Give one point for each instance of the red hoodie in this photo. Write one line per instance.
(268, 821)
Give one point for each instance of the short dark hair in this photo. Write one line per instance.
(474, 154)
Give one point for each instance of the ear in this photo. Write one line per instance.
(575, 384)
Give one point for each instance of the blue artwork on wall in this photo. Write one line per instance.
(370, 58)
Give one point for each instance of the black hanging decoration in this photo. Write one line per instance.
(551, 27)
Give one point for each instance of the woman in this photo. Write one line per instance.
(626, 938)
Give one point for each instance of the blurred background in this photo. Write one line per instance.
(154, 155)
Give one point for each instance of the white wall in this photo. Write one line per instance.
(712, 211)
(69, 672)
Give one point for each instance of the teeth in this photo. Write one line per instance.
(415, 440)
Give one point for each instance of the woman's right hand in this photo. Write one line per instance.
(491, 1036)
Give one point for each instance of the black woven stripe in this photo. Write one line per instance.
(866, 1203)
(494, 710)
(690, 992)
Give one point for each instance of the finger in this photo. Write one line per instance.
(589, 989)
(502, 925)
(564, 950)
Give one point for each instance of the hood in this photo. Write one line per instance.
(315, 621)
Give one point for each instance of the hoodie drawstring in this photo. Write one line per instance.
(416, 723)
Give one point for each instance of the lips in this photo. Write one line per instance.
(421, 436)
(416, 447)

________________________

> EXERCISE AIM: Reproduce every one of the entries above word for word, keeping each line unchanged and in its original order.

> SOLUTION TO THIS PROBLEM:
Give one point for each instance of the red hoodie in this photo. Write one line per instance.
(268, 821)
Give one point for each instance of the short dark hair in this photo. Write one line per instance.
(474, 154)
Give one point for each instance of the ear in this photo. Write one line per instance.
(575, 384)
Give one point for each instance of the blue artwork on wall in this photo. Write one line per instance.
(370, 58)
Give one point for each instance of the black hanging decoration in this photo. Write one line per instance.
(551, 27)
Give one point for each instance of the woman in this photo. Write one line per instance.
(626, 938)
Give one point for each instance of the blurred background in this photo. Write one line per instance.
(154, 155)
Give one point for each instance of the white wall in this photo. Write one line per instance.
(712, 211)
(69, 672)
Give one point for each instance of the teeth in this photo. Write one line per instance.
(415, 440)
Give one point for each instance of the woman's right hand in this photo. Write one line per instance.
(491, 1036)
Give one point for each instance of the black woven stripe in this photo. Write one line per instance.
(866, 1203)
(494, 710)
(690, 992)
Give one point for each instance of the finger in this photo. Write one line per instance.
(589, 989)
(502, 925)
(564, 950)
Give one point for each instance of the hood in this photo. Write one line per instance.
(315, 621)
Give one point for each instance of the hoodie drawstring in this photo. Write one line per instance.
(416, 723)
Give one point for each instance of the lips in this photo. Write one line per instance.
(421, 436)
(416, 447)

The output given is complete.